### EXERCISE
Update the items starting with the line containing "stopper** -> outlines, every instance" and going on through the end of the items, replacing "glass decanter" with "crystal carafe" and leaving everything else unchanged.

[Records from an annotation dataset]

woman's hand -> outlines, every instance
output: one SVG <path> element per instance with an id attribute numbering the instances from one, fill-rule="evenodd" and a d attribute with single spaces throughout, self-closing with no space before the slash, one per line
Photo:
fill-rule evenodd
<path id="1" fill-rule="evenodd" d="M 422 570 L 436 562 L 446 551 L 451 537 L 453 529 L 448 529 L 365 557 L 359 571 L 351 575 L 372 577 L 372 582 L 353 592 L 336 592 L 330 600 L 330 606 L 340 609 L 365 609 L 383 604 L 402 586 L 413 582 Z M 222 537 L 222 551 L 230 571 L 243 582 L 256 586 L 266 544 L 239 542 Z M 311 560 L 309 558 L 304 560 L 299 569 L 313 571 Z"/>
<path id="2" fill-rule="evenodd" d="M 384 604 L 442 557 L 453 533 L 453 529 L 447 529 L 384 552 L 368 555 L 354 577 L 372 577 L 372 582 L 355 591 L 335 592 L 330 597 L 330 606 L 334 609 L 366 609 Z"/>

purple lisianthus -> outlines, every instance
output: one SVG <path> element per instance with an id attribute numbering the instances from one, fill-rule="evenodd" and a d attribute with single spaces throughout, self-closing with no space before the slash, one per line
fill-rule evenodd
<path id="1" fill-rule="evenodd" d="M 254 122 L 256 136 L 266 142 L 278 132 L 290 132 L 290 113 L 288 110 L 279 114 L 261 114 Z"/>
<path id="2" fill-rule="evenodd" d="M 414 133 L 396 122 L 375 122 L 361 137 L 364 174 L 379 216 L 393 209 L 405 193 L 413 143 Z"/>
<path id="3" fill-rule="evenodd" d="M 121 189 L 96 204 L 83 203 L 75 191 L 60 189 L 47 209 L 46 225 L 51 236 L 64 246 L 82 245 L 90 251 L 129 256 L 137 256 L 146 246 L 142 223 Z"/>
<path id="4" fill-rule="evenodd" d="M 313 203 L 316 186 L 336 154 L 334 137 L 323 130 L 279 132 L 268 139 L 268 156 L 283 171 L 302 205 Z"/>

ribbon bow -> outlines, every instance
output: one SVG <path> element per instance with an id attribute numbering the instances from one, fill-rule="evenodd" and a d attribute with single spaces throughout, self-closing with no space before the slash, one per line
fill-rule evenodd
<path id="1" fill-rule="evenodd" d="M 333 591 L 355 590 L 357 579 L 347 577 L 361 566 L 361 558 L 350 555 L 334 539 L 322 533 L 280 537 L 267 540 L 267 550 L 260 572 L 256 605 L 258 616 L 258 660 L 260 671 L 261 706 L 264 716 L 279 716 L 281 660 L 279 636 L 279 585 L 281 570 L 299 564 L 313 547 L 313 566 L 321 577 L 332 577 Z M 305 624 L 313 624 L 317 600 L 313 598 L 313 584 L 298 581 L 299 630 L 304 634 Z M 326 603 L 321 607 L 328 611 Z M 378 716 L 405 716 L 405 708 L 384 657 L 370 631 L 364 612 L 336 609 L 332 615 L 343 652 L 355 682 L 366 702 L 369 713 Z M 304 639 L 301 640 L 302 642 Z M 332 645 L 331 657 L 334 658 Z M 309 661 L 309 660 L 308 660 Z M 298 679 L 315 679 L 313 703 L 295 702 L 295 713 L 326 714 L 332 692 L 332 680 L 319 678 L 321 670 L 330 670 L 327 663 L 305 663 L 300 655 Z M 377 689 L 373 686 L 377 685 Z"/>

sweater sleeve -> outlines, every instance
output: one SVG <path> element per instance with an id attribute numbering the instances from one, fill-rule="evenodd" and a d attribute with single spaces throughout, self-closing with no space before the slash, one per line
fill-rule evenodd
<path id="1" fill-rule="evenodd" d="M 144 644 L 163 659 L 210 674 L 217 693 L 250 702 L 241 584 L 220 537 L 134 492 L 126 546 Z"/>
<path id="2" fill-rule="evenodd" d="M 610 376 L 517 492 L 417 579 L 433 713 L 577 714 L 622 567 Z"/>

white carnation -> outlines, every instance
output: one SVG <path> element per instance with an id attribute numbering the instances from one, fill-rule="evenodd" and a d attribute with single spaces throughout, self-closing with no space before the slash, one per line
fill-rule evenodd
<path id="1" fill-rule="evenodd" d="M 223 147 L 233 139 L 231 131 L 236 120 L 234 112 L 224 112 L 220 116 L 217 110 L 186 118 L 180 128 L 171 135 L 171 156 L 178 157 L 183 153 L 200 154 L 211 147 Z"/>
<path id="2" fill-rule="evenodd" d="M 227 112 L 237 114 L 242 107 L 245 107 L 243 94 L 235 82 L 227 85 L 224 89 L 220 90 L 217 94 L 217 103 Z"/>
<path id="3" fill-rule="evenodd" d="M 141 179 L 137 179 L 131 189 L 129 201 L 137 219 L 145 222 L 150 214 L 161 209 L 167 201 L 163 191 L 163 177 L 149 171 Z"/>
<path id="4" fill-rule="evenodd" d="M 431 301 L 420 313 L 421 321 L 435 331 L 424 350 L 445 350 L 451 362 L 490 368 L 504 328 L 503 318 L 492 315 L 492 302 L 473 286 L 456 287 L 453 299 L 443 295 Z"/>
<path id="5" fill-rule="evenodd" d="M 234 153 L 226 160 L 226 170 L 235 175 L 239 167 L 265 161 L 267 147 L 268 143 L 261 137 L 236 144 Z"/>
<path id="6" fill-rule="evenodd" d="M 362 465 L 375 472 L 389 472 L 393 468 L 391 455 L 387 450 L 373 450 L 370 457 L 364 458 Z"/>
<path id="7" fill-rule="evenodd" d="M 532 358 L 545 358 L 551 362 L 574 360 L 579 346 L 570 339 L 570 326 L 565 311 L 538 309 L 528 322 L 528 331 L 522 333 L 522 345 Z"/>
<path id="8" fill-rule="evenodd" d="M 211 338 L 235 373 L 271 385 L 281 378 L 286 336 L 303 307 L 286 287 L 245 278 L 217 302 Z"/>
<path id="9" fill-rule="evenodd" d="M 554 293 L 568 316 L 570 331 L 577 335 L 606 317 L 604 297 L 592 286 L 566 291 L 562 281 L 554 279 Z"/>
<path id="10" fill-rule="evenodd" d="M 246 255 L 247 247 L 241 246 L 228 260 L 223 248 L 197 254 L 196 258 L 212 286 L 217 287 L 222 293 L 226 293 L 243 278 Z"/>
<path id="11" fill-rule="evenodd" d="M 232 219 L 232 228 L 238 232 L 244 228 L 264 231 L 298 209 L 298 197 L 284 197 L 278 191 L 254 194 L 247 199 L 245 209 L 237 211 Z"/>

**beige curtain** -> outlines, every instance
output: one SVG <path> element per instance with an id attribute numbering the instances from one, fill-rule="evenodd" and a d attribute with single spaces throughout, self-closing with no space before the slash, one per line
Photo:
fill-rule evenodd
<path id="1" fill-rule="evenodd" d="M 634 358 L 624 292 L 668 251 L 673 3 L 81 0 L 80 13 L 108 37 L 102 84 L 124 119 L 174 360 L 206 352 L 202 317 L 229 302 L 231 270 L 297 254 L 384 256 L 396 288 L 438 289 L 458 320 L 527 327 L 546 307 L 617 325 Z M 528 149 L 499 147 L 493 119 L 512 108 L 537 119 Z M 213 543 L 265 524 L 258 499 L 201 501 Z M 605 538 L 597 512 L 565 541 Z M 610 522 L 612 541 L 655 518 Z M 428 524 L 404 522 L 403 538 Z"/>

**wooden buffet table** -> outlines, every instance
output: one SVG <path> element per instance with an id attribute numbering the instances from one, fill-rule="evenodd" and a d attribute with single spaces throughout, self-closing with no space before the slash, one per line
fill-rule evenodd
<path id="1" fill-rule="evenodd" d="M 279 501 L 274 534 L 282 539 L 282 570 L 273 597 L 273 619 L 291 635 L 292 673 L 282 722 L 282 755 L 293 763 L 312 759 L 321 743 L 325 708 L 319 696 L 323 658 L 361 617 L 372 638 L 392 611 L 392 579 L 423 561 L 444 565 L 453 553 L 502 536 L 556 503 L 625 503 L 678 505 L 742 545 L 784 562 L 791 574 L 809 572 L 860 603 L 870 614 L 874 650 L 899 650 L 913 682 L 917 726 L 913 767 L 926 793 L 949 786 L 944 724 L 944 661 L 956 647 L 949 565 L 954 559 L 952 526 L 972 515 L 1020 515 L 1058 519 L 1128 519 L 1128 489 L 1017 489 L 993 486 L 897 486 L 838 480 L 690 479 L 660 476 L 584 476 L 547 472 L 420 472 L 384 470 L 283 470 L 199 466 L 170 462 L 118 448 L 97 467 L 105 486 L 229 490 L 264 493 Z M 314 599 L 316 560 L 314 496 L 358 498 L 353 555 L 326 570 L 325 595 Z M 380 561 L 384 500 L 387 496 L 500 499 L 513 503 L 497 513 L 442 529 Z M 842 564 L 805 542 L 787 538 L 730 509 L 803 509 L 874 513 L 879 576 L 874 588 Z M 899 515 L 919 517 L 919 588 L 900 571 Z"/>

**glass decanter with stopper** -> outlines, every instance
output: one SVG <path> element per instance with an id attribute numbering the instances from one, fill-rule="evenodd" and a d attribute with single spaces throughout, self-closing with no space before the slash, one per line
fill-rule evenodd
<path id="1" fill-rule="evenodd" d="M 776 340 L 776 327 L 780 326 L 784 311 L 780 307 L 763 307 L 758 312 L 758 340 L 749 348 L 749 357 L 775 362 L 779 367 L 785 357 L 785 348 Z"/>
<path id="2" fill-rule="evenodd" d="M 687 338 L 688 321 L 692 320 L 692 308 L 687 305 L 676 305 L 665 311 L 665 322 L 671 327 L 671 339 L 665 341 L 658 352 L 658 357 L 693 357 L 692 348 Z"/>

### EXPECTED ANSWER
**crystal carafe with stopper** -> outlines, every instance
output: one SVG <path> element per instance with an id attribute numbering the instances from one, fill-rule="evenodd" and a d attribute with single spaces throughout, self-closing with no space before the slash, one per line
fill-rule evenodd
<path id="1" fill-rule="evenodd" d="M 776 340 L 776 327 L 780 326 L 784 311 L 780 307 L 763 307 L 758 312 L 758 340 L 749 348 L 749 357 L 775 362 L 779 367 L 785 357 L 785 348 Z"/>
<path id="2" fill-rule="evenodd" d="M 687 338 L 688 321 L 692 320 L 692 308 L 687 305 L 676 305 L 665 311 L 665 322 L 671 327 L 671 339 L 665 341 L 658 352 L 658 357 L 693 357 L 692 348 Z"/>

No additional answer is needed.